Exercise instructions – Print the data that follows again, keeping every line exact.
Records provided Start Marker
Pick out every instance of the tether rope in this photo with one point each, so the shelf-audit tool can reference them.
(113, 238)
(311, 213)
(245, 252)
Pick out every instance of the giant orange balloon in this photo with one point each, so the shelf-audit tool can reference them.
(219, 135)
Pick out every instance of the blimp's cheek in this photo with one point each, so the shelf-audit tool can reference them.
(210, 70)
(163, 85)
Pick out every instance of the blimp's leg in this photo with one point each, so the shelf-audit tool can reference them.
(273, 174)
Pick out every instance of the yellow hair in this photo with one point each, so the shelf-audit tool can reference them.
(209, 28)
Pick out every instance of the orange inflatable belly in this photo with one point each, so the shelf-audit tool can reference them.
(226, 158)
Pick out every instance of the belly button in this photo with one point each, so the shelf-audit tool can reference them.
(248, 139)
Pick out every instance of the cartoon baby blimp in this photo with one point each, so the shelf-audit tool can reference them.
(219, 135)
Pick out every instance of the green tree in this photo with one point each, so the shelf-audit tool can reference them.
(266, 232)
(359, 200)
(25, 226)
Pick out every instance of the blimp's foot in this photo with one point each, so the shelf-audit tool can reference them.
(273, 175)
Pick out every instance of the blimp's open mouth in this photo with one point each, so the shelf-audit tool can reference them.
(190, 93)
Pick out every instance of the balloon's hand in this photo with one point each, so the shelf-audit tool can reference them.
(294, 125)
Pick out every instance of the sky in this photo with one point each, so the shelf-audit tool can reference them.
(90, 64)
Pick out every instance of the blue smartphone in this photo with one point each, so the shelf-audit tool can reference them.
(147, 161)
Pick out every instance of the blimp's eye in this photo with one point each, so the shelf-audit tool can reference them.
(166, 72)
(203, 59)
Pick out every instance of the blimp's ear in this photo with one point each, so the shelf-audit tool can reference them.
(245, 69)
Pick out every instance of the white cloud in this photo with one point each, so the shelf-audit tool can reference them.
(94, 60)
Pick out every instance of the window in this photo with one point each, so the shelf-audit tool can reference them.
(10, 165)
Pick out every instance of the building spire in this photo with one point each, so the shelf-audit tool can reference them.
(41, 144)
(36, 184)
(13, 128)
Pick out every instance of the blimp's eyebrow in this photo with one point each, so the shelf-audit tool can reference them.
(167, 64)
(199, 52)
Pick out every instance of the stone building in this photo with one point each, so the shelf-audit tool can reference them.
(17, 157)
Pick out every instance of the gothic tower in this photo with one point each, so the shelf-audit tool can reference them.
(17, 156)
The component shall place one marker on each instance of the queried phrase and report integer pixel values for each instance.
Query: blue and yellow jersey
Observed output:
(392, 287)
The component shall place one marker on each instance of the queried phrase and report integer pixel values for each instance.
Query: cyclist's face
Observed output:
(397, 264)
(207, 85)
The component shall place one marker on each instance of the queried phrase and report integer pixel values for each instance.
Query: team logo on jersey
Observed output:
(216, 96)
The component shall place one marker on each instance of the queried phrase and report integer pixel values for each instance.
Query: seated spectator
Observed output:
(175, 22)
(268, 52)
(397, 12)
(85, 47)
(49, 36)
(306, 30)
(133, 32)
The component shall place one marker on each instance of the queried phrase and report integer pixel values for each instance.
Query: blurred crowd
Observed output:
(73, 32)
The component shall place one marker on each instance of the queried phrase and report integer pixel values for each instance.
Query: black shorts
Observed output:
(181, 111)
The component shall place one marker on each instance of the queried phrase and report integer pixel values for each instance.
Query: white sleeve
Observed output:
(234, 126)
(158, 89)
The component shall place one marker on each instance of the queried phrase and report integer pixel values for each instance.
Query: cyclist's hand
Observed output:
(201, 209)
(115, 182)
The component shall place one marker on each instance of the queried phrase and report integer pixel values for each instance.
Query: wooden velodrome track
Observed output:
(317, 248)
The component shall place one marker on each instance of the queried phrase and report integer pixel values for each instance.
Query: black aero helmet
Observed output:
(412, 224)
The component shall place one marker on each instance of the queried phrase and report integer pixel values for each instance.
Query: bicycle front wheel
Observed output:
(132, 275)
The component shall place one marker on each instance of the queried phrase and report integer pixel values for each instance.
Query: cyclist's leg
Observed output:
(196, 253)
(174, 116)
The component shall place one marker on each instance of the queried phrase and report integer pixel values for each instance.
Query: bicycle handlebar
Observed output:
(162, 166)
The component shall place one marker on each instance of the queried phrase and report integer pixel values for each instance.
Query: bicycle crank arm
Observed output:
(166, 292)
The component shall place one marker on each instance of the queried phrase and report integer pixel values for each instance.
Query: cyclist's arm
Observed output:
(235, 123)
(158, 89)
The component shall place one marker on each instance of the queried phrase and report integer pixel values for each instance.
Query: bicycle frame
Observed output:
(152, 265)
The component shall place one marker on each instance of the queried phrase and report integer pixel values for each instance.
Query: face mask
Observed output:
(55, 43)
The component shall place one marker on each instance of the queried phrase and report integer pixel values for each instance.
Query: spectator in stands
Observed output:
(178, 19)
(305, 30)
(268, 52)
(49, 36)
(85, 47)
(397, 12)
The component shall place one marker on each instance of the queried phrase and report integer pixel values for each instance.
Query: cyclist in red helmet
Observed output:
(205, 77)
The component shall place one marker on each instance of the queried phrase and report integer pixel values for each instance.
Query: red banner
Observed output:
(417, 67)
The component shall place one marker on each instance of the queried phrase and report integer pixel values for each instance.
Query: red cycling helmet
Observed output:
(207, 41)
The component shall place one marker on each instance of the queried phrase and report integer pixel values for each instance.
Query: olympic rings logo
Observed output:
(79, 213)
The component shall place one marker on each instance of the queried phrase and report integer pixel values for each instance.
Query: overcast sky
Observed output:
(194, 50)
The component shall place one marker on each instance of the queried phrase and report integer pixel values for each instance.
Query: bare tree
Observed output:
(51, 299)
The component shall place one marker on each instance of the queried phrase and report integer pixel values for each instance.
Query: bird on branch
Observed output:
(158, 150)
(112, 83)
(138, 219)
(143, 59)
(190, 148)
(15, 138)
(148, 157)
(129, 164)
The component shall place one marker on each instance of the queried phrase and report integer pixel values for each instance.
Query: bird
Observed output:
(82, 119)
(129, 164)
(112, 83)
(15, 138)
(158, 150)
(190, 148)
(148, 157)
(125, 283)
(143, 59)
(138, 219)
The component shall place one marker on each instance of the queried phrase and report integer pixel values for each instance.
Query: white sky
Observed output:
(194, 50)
Records provided End Marker
Reply to the task –
Pick out every instance of the tether rope in this photo with one point each, so the shelf-audit tool can reference them.
(113, 238)
(311, 213)
(245, 252)
Pick out every instance of the giant orange balloon in this photo with one point each, so the shelf-audit tool can reference them.
(219, 135)
Pick out every instance of the blimp's cheek in this photo with one point each, so the shelf-audit tool can reference them.
(210, 70)
(163, 85)
Pick out every instance of the blimp's leg in this photo with one point each, so the shelf-audit tool can reference them.
(273, 174)
Pick out every instance of the yellow hair in this photo with one point each, so the shelf-audit tool can reference them.
(209, 28)
Pick out every instance of the orange inflatable belly in this photo with one point each, so the shelf-audit tool can reference them.
(226, 158)
Pick out every instance of the belly button in this photo with one point each, so the shelf-audit tool can reference them.
(248, 139)
Pick out every instance of the cartoon baby blimp in this photo with one point each, so the shelf-audit tool can reference them.
(219, 135)
Pick out every instance of the green tree in this photo with one point each, so the shelf-audit tool can reference them.
(266, 232)
(359, 200)
(25, 226)
Pick out every instance of the blimp's foot in this photo with one point each, so the shelf-audit tool can reference them.
(273, 175)
Pick out every instance of the blimp's open mouth in this photo with one point each, so the shelf-audit tool can reference them.
(190, 93)
Pick out every instance of the balloon's hand in this photo with one point each, so the shelf-audit tool can reference them.
(294, 125)
Pick out every instance of the sky in this photo with one point each, so the shelf-audit tool can reference them.
(90, 64)
Pick out every instance of the blue smartphone in this photo with one point each, so the shelf-audit tool can reference them.
(147, 161)
Pick out every instance of the blimp's eye in this photo with one point each, so the shelf-audit tool can reference them.
(166, 72)
(203, 59)
Pick out every instance of the blimp's ear in this photo with one point each, so the shelf-audit tool can reference them.
(245, 69)
Pick out every instance of the white cloud in this photo with one point each, so the shelf-audit tool can reference them.
(94, 60)
Pick out every instance of the window in this photo with one point each, so the shelf-audit tool can reference them.
(10, 165)
Pick out every instance of the building spire in this photo with one point each, so the shelf-audit tool can reference them.
(41, 144)
(36, 184)
(13, 128)
Pick out every instance of the blimp's eyebrow in this photo with one point each, so the shelf-audit tool can reference them.
(167, 64)
(199, 52)
Pick out every instance of the stone building in this photo with one point each, so the shelf-audit tool can reference them.
(17, 157)
Pick out every instance of the gothic tower in this photo with one point each, so the shelf-audit tool can reference them.
(17, 156)
The component shall place one marker on each instance of the queried phrase and report integer pixel values for each instance.
Query: blue and yellow jersey
Observed output:
(392, 287)
The component shall place one marker on each instance of the queried phrase and report integer pixel values for each instance.
Query: cyclist's face
Observed output:
(397, 264)
(207, 85)
The component shall place one marker on each instance of the queried phrase and report integer pixel values for each instance.
Query: team logo on jersey
Observed output:
(216, 96)
The component shall place one marker on each instance of the queried phrase and report integer pixel values for each instance.
Query: seated spectator
Observed output:
(175, 22)
(268, 52)
(397, 12)
(85, 47)
(49, 36)
(306, 30)
(133, 32)
The component shall place one marker on each instance of the queried phrase and report integer pixel values for each instance.
Query: blurred crowd
Observed output:
(73, 32)
The component shall place one marker on each instance of the queried phrase and report integer pixel values for each instance.
Query: black shorts
Observed output:
(181, 111)
The component shall place one marker on each instance of the queried phrase and report integer pixel values for each instance.
Query: white sleeve
Observed output:
(234, 126)
(158, 89)
The component shall place one marker on each instance of the queried phrase and report integer pixel values for each instance.
Query: cyclist's hand
Observed output:
(201, 209)
(115, 182)
The component shall place one marker on each instance of the queried phrase and report integer pixel values for each instance.
Query: wooden velodrome track
Observed output:
(317, 248)
The component shall place one marker on each instance of the queried phrase and report integer pixel values for each instance.
Query: black aero helmet
Observed output:
(412, 224)
The component shall place one marker on each instance of the queried phrase and report integer pixel values for each instance.
Query: bicycle front wheel
Observed output:
(132, 275)
The component shall place one marker on each instance of the queried phrase and report integer pixel values for each instance.
Query: cyclist's leg
Observed output:
(196, 253)
(174, 116)
The component shall place one marker on each instance of the queried phrase and report integer pixel values for each instance.
Query: bicycle handlebar
Observed output:
(162, 166)
The component shall place one marker on each instance of the queried phrase and report integer pixel values for each instance.
Query: bicycle crank arm
Observed output:
(166, 292)
The component shall place one marker on each instance of the queried phrase and report integer pixel values for each instance.
Query: cyclist's arm
Observed output:
(235, 123)
(158, 89)
The component shall place one marker on each instance of the queried phrase and report integer pixel values for each instance.
Query: bicycle frame
Observed output:
(152, 265)
The component shall place one marker on each instance of the queried phrase and report integer pixel values for each instance.
Query: face mask
Observed output:
(55, 43)
The component shall place one marker on each instance of the queried phrase and report integer pixel values for each instance.
Query: spectator in stands
Observed output:
(178, 19)
(305, 30)
(268, 52)
(49, 36)
(85, 47)
(397, 12)
The component shall place one marker on each instance of the queried phrase and report integer pixel values for each instance.
Query: cyclist in red helmet
Observed output:
(205, 77)
The component shall place one marker on each instance of the queried phrase and report integer pixel values for each instance.
Query: red banner
Observed output:
(417, 67)
The component shall place one marker on each instance of the queried phrase and report integer pixel values for each instance.
Query: red cycling helmet
Observed output:
(207, 41)
The component shall place one marker on each instance of the queried phrase and report integer pixel values for each instance.
Query: olympic rings logo
Observed output:
(79, 213)
The component shall place one marker on each instance of the queried phrase and report integer pixel values for each instance.
Query: overcast sky
Observed output:
(194, 50)
The component shall place one marker on each instance of the queried phrase and report integer pixel values for each instance.
Query: bare tree
Observed output:
(51, 299)
The component shall place one marker on each instance of the queried phrase and report integer pixel values for each instance.
Query: bird on branch
Observed output:
(158, 150)
(112, 83)
(138, 219)
(143, 59)
(190, 148)
(15, 138)
(148, 157)
(129, 164)
The component shall place one marker on each instance of the queried phrase and report integer pixel values for each instance.
Query: bird
Observed output:
(82, 119)
(129, 164)
(112, 83)
(15, 138)
(158, 150)
(190, 148)
(148, 157)
(125, 283)
(143, 59)
(138, 219)
The component shall place one marker on each instance of the queried phrase and report integer pixel values for each instance.
Query: white sky
Observed output:
(194, 50)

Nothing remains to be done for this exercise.